> **EXTRACTED INFORMATION**:
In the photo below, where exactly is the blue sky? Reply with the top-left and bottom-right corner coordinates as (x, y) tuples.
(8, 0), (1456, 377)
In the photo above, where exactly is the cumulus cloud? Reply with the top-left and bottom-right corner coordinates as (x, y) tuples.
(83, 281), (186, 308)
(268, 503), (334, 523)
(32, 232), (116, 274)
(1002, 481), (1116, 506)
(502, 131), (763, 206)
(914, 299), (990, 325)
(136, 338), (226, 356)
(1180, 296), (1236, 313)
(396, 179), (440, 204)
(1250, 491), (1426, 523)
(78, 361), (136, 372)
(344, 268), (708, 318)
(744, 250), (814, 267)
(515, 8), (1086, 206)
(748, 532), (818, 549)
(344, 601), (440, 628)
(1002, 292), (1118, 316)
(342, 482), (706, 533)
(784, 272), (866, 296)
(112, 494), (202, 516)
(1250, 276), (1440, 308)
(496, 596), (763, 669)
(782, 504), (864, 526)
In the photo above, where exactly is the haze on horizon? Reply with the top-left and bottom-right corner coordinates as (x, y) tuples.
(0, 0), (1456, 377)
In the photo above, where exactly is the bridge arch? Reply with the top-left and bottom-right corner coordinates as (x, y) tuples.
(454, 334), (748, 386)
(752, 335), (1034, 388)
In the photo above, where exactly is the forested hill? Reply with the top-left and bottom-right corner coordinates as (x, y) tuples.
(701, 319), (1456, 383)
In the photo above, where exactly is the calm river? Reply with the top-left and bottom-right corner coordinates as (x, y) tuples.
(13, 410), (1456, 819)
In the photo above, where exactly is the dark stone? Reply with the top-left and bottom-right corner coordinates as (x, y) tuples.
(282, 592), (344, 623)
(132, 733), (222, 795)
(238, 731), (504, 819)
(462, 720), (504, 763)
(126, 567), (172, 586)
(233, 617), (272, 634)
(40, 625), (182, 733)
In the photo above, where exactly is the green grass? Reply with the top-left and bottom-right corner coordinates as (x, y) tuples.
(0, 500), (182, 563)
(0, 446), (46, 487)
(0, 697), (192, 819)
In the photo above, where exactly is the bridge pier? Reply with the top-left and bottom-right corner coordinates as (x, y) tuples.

> **REQUIRED TASK**: Can you transcribe, unchanged, the lines from the start of the entries through the line holding "(8, 0), (1456, 377)", with both ends included?

> **WRITTEN SOLUTION**:
In the photo below, where exactly is the blue sky? Reply with the top-left and bottom-right corner coordinates as (x, y) tuples.
(8, 0), (1456, 377)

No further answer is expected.